### Exercise input

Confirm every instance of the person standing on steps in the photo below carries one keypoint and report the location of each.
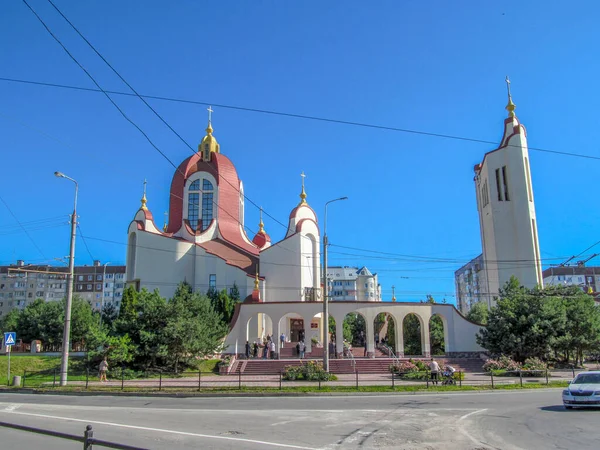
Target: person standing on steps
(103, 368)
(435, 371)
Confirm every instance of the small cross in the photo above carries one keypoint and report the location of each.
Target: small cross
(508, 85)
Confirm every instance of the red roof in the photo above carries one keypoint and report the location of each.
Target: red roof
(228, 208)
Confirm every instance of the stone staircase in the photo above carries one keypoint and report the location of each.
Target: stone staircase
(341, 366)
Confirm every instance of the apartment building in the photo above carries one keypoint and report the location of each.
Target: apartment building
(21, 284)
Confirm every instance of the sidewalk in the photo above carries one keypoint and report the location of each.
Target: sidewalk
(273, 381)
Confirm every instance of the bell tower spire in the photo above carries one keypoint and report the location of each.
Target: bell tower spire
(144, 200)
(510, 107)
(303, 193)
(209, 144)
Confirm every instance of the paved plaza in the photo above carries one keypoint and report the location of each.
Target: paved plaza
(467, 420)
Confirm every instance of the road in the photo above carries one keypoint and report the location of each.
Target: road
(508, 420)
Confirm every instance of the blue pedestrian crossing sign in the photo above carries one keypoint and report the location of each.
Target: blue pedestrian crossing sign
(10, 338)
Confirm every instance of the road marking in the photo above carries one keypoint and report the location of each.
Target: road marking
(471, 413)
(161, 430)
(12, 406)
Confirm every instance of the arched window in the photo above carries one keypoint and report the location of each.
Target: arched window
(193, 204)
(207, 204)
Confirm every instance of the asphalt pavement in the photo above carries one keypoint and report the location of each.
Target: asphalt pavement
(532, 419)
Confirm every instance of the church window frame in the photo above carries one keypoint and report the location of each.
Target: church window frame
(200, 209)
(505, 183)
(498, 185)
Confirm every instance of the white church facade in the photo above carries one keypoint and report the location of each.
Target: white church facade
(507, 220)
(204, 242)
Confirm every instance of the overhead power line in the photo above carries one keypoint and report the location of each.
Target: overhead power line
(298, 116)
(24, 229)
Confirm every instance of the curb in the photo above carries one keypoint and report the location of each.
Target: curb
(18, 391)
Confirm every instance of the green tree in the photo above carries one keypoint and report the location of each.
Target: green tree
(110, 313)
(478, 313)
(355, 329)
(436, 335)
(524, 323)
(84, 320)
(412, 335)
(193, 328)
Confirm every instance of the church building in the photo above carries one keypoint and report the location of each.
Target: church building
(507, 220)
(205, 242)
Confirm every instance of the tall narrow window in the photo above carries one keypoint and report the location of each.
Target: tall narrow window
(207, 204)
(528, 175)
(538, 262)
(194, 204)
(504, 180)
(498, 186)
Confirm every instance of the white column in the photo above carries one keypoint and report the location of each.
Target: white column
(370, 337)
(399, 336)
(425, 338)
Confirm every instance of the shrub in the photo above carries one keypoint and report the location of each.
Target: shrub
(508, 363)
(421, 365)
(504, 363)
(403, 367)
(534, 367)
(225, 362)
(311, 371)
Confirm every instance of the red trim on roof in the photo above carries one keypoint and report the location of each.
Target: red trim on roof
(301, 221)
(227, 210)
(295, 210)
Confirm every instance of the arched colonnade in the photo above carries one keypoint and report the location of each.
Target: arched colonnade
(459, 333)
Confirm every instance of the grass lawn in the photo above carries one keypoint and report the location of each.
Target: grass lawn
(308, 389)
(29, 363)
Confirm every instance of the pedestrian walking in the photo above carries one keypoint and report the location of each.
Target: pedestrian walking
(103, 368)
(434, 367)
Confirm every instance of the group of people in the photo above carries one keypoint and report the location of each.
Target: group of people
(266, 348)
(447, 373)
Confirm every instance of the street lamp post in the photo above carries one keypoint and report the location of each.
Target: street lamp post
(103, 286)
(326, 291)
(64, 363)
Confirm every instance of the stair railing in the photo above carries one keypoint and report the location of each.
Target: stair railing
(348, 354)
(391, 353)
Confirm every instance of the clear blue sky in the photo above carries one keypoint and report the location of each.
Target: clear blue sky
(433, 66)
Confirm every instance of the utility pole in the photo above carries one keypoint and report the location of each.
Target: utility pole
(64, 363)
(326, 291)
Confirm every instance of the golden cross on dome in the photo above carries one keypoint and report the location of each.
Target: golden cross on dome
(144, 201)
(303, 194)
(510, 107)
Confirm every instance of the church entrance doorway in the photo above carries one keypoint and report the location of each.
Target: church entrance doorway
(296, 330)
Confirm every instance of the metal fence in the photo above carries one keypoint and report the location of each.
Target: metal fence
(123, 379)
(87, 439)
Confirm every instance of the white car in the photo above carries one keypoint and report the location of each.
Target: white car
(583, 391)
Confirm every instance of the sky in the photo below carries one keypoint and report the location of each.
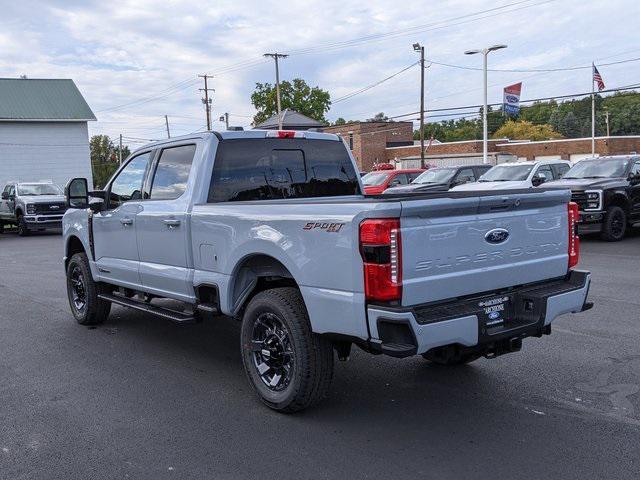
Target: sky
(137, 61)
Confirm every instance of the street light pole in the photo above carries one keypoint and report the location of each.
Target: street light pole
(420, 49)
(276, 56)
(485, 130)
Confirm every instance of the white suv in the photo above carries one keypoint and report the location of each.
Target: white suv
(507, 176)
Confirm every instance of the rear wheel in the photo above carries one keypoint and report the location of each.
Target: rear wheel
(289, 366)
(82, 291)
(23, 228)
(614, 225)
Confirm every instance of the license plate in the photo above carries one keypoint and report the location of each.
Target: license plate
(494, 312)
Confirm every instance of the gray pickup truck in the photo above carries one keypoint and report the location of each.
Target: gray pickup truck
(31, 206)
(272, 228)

######
### Exercise input

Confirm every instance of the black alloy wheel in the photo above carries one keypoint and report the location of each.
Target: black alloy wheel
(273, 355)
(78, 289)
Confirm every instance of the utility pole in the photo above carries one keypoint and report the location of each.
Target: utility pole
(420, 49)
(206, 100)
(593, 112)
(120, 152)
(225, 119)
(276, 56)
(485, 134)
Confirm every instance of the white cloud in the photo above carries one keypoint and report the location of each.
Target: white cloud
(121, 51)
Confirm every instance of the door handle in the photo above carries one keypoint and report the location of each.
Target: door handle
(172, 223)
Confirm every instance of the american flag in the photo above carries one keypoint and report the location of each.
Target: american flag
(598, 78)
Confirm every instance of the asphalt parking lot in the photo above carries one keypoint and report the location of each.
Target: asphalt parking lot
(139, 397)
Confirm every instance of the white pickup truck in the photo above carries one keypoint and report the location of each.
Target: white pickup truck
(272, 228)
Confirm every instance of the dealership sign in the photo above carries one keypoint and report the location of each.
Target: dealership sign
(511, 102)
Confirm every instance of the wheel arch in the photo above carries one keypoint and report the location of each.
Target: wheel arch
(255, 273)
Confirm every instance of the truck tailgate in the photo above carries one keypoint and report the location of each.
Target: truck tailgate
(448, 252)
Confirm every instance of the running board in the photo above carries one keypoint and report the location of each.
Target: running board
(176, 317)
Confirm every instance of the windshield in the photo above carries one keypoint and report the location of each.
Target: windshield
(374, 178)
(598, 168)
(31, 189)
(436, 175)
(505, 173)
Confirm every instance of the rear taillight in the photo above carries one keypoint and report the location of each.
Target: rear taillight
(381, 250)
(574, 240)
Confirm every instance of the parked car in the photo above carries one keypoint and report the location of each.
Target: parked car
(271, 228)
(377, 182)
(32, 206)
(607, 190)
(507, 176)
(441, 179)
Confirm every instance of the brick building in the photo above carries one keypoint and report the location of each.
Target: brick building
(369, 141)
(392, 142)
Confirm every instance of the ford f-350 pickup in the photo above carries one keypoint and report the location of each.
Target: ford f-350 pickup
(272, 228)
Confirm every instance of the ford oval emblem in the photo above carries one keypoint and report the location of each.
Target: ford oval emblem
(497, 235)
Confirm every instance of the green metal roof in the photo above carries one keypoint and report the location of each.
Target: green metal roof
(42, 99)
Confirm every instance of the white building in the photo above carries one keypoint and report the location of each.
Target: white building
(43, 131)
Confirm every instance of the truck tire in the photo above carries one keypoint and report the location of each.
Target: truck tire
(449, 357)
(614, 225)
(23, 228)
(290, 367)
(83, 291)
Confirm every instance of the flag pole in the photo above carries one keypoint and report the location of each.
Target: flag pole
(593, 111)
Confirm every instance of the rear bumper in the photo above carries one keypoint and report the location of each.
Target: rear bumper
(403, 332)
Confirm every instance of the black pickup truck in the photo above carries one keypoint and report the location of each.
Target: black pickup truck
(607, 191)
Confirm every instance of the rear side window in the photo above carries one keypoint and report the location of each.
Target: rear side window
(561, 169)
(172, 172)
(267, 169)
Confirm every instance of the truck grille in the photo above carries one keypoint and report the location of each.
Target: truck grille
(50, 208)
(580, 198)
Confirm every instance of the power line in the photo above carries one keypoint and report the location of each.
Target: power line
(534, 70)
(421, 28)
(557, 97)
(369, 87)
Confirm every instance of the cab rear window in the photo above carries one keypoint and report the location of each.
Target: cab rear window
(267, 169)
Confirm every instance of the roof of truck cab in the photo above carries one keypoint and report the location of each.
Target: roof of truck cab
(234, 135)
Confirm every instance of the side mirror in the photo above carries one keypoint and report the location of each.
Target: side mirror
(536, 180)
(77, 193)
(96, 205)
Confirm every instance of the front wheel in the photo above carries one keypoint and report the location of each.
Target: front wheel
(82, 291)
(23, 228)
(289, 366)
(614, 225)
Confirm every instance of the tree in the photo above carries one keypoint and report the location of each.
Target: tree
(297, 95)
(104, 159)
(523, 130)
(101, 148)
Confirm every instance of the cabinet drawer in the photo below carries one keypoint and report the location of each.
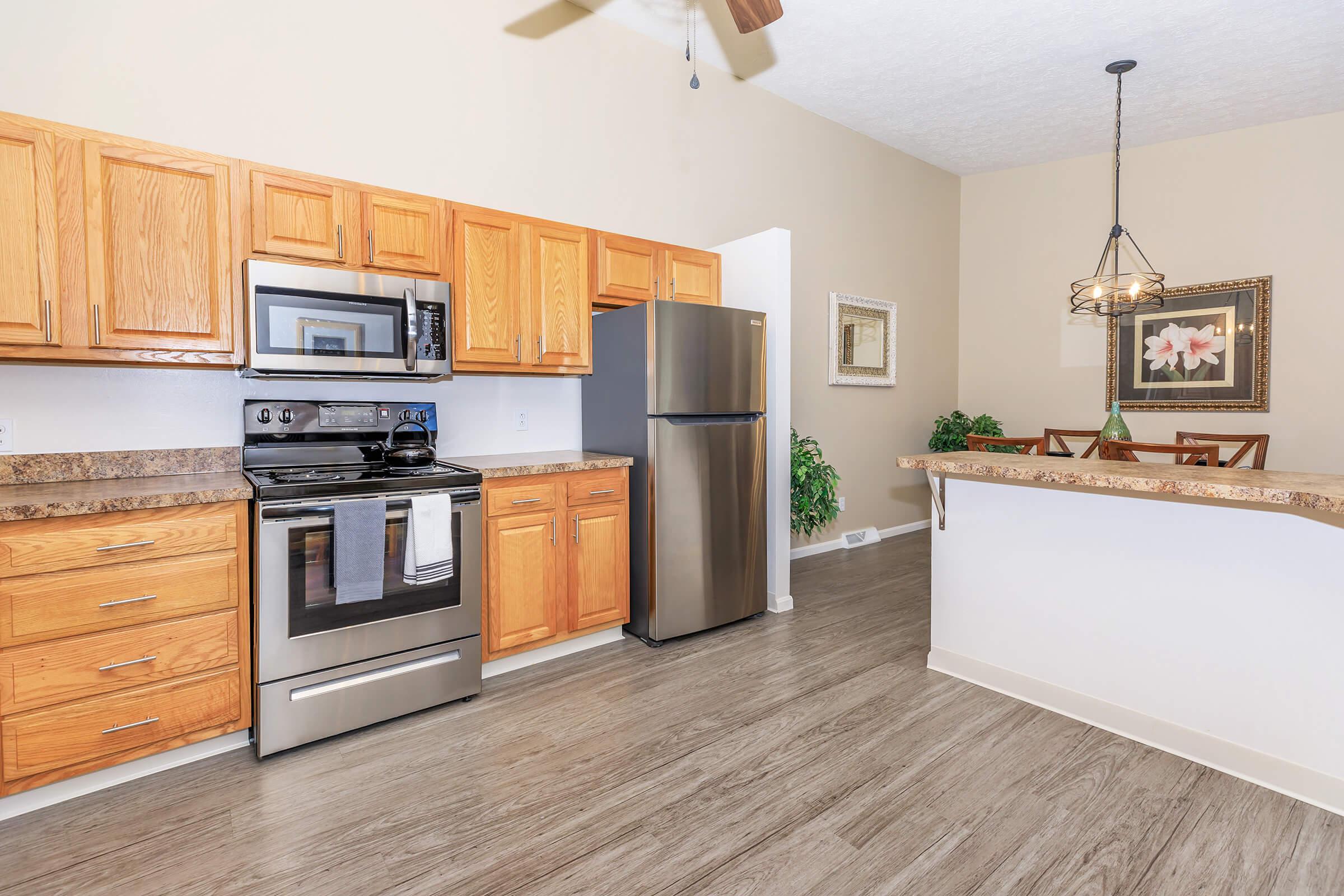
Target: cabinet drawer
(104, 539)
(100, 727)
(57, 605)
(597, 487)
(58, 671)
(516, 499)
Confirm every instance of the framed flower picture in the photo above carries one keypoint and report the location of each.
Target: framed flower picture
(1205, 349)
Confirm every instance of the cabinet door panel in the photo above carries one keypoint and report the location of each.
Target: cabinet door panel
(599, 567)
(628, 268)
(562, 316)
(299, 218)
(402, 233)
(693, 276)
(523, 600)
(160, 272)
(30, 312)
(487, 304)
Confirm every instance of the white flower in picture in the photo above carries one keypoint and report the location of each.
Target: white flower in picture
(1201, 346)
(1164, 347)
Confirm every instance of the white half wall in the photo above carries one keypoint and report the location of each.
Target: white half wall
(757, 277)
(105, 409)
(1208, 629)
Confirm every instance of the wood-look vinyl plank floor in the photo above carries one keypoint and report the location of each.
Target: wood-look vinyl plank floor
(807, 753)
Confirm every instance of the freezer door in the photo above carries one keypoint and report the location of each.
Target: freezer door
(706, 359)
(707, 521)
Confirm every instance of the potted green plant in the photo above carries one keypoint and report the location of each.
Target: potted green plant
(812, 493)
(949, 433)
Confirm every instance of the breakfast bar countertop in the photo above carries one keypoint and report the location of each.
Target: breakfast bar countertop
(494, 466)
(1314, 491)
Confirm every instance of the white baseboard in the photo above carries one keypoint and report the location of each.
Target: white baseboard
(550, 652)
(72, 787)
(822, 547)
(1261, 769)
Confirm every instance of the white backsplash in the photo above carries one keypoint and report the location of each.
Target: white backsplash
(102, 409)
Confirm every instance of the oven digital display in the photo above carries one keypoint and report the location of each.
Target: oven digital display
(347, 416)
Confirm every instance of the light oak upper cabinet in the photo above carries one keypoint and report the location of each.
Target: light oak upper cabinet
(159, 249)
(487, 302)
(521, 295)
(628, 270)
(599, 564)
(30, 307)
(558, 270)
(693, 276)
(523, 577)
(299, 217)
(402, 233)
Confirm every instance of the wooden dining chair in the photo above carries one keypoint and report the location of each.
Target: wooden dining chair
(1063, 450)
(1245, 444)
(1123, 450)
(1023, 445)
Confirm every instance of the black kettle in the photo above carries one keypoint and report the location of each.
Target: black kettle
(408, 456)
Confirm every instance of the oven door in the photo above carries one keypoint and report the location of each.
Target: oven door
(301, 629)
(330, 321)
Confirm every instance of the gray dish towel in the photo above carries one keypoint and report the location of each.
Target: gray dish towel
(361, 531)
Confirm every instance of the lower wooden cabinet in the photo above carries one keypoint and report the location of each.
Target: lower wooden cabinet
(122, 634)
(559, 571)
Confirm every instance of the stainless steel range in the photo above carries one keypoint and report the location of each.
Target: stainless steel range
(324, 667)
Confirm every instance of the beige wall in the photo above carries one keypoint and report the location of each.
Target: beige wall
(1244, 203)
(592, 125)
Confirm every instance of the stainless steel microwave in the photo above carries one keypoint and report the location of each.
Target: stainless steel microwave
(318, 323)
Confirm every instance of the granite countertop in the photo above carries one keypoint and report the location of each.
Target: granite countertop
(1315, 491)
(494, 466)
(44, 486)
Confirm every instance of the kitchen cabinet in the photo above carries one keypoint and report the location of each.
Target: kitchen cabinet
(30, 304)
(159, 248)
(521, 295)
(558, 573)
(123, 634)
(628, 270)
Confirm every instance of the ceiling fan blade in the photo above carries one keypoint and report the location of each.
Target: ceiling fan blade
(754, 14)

######

*Exercise requirements:* Search the data above for the word "below" and show every line that has it.

*Result:*
Confirm every instance of the person standing on steps in the photo below carries one keypoint and report the location of each.
Confirm every instance of the sky in the photo below carries one keypoint and report the location of each.
Confirm every instance of the cabinet drawer in the photo below carries one keypoint and report the location of each.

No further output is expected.